Positive for Youth; thoughts from a detached youth work ...



Positive for Youth; thoughts from a detached youth work point of view

There is much to commend in the language of Positive for Youth, particularly its enthusiasm for young people’s participation in decision-making and the emphasis on challenging the media’s proclivity for demonising ‘youth’. Ironic then that the government is often the worst offender; its analysis of the riots took us no further than a ‘feral, thieving underclass’. One worries then that, like a good deal of the coalition’s rhetoric, it will become a triumph of spin over substance. Worst still, it could mask the plain and simple vindictiveness and fondness for coercion that has become a hallmark of recent policy, as it has revealed itself in practice. Will we see support for youth work as a form of community work, as suggested, or a further extension of targeting with all the individualising (and depoliticising) effects that that entails?

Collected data
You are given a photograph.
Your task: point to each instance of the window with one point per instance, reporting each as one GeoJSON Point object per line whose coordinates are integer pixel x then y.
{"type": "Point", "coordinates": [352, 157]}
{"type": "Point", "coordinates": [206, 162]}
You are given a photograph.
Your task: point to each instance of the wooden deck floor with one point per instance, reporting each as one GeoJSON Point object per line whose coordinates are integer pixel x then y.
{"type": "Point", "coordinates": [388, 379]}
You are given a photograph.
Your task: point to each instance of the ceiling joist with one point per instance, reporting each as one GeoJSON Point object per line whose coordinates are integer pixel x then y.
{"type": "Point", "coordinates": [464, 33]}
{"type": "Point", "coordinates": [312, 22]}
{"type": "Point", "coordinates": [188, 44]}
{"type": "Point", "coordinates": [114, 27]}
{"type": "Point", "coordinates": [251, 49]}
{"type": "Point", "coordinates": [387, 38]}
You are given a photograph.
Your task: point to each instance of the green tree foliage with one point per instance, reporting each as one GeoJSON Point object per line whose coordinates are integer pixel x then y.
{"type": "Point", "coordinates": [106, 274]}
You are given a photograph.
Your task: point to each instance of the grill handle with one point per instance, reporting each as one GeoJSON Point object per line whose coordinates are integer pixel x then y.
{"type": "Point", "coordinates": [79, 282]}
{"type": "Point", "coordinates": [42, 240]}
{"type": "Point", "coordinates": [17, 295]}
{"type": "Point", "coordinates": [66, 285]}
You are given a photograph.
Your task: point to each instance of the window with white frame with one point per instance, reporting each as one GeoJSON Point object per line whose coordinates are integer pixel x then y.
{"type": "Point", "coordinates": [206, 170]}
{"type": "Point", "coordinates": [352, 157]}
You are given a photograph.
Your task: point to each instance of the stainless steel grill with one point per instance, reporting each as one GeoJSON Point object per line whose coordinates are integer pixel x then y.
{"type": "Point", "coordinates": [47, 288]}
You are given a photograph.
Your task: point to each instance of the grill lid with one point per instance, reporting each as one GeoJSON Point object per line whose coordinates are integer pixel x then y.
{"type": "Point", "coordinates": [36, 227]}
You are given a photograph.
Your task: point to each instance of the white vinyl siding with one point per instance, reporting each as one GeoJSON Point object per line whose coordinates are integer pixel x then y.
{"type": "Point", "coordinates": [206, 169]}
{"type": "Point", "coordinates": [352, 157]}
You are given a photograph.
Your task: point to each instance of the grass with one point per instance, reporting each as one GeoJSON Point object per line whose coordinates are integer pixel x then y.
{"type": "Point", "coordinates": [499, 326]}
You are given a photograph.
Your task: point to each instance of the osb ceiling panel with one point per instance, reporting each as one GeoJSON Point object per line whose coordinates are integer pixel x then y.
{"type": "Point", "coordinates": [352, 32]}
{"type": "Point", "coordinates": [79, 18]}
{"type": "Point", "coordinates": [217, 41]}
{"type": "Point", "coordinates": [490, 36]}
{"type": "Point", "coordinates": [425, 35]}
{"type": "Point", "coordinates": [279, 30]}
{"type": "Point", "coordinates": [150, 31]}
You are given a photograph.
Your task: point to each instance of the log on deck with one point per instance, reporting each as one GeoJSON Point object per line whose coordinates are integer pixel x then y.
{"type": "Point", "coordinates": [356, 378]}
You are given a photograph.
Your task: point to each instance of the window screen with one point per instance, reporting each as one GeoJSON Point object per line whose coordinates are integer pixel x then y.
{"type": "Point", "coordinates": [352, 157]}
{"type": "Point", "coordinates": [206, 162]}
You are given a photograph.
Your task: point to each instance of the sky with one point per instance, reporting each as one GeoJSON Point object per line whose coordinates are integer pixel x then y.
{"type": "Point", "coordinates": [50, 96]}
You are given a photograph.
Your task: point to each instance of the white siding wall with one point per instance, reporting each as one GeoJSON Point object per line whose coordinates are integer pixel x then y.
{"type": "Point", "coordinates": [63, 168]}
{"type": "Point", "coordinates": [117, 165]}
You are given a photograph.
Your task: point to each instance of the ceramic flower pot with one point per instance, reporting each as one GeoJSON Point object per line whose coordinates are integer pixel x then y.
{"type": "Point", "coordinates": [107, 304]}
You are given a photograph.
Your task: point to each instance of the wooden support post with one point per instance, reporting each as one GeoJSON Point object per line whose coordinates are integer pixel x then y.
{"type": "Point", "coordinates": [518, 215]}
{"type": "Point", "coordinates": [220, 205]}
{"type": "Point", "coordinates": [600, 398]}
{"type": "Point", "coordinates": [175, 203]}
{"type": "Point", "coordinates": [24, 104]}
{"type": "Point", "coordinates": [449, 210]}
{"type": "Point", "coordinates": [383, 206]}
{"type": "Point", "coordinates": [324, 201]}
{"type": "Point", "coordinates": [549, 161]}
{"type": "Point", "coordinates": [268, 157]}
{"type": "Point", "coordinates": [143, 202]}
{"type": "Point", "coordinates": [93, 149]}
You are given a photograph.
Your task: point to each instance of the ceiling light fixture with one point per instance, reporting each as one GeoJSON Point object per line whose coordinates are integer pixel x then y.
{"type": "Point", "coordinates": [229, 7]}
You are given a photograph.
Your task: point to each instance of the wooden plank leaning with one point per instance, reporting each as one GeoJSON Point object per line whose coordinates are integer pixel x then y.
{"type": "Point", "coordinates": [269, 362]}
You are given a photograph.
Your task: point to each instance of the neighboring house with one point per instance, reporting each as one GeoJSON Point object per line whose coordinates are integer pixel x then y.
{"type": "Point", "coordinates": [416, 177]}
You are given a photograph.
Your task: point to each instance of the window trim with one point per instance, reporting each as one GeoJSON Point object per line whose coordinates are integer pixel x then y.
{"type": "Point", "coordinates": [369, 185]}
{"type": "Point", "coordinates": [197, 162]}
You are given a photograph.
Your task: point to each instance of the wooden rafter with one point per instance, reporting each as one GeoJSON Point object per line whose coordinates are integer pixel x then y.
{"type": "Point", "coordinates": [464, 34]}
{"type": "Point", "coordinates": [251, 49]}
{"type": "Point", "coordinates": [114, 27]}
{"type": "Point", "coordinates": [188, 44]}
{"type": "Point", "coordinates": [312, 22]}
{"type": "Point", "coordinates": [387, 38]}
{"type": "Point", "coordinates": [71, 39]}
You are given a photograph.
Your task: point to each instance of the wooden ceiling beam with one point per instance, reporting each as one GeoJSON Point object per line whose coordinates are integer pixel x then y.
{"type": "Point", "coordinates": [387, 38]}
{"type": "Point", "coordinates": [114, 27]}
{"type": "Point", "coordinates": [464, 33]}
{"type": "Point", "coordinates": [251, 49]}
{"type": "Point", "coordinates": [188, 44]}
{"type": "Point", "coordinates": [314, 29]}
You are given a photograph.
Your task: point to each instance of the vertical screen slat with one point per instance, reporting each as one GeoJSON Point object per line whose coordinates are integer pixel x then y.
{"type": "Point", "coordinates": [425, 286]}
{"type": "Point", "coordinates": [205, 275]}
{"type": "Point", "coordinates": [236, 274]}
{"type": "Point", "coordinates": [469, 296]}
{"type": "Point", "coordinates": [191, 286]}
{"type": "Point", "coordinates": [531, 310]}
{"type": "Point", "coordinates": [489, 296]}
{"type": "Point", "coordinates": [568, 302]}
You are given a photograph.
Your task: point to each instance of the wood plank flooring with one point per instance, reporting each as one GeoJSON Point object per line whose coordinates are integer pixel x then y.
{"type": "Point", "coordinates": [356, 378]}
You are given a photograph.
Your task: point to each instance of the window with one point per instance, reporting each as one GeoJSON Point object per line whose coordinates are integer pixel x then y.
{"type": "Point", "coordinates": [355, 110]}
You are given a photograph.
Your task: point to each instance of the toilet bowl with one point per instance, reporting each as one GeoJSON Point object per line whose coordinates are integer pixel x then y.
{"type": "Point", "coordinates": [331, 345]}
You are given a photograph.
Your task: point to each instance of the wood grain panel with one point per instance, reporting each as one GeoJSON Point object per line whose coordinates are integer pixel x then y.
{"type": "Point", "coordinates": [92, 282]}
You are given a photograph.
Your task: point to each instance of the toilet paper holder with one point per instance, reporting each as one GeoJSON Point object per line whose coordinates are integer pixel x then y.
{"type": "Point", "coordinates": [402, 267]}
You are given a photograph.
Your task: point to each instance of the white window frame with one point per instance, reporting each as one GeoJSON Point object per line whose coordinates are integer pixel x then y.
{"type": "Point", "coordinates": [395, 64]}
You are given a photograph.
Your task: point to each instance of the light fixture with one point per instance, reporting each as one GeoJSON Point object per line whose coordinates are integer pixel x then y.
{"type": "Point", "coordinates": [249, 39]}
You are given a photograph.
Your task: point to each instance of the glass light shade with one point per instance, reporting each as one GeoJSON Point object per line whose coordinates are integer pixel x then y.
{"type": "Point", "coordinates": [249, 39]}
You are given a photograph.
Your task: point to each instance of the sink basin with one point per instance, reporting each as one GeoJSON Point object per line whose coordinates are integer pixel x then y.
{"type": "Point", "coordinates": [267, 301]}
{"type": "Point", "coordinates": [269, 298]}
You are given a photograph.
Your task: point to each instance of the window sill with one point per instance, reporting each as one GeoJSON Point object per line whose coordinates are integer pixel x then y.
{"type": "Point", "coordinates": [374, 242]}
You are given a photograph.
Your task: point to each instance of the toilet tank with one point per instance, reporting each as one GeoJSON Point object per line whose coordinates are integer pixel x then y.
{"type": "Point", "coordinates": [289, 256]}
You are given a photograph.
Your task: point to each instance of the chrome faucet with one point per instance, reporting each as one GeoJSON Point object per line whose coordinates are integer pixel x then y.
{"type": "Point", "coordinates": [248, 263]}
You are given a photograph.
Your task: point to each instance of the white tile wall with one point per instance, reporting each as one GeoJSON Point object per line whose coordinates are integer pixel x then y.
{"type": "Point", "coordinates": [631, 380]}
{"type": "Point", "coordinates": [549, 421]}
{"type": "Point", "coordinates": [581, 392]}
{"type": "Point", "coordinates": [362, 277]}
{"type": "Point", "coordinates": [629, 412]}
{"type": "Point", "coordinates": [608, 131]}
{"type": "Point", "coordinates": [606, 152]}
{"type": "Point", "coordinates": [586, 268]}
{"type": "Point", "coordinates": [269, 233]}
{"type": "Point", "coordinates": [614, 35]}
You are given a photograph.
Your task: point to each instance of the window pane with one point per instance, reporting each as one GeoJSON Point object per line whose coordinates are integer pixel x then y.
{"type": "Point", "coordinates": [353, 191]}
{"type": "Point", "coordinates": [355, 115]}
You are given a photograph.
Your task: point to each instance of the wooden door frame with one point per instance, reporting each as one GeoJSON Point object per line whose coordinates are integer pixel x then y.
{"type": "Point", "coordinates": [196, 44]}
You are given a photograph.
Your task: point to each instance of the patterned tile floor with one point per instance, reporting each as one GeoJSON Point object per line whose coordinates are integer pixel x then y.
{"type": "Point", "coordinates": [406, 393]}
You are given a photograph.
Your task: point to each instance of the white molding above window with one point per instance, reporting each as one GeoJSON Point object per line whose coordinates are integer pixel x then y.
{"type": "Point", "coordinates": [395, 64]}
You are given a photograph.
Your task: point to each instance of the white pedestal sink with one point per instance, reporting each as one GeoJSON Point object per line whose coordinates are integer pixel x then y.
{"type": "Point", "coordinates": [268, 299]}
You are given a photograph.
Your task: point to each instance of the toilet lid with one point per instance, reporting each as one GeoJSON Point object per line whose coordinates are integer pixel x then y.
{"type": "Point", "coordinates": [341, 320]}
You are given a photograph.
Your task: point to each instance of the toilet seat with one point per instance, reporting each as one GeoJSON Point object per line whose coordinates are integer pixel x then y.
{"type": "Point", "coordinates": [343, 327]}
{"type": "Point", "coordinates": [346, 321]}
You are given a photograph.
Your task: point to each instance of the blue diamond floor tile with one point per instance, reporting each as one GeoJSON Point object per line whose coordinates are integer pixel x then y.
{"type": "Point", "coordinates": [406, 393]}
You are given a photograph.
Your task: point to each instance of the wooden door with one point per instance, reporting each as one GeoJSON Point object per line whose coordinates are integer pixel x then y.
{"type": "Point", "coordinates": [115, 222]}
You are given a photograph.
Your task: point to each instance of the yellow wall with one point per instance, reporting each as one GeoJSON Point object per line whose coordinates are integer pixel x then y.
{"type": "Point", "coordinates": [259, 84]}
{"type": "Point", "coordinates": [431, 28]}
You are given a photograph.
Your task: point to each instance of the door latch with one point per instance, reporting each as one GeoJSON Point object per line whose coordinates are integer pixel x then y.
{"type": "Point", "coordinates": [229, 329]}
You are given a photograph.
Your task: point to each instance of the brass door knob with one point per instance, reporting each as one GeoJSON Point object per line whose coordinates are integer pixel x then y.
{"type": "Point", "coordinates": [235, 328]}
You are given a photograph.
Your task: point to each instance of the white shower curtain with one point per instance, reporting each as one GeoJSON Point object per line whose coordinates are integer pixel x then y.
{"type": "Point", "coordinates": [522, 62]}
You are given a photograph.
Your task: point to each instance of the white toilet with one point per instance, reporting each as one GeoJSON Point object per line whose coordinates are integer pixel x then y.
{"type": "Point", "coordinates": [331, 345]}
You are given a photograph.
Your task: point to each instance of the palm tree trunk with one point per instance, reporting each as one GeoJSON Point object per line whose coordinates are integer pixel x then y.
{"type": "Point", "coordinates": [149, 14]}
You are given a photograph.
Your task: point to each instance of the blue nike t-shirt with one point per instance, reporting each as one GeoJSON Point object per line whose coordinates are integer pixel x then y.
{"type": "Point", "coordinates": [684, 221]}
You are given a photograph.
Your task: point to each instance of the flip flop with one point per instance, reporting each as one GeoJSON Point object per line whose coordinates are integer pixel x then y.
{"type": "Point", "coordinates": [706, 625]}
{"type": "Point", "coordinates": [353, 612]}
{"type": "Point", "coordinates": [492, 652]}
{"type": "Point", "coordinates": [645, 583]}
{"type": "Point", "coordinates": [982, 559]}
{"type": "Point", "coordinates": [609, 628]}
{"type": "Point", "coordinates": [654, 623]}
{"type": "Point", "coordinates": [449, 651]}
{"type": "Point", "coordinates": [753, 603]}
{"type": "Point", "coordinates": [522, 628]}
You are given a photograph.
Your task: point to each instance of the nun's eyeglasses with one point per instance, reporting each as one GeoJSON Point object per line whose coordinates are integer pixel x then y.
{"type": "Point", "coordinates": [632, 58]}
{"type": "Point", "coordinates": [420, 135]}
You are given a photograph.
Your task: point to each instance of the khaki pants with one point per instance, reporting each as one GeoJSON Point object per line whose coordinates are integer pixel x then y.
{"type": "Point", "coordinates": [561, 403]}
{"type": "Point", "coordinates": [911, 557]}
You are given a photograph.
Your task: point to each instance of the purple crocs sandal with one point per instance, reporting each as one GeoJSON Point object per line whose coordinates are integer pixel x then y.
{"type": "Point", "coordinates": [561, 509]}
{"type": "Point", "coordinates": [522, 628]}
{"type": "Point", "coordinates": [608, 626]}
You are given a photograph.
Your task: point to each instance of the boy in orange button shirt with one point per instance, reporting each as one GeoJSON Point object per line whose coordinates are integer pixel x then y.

_Instructions to follow_
Summarize the commentary on Positive for Youth in two sentences. The records have no connection to the text.

_Problem solution_
The commentary praises the language of Positive for Youth, especially its enthusiasm for young people's participation in decision-making and its emphasis on challenging media demonizing of youth, though it calls the government itself often the worst offender. It worries the policy may become a triumph of spin over substance that masks vindictiveness and coercion, and asks whether youth work will be supported as community work or further targeted with individualizing, depoliticizing effects.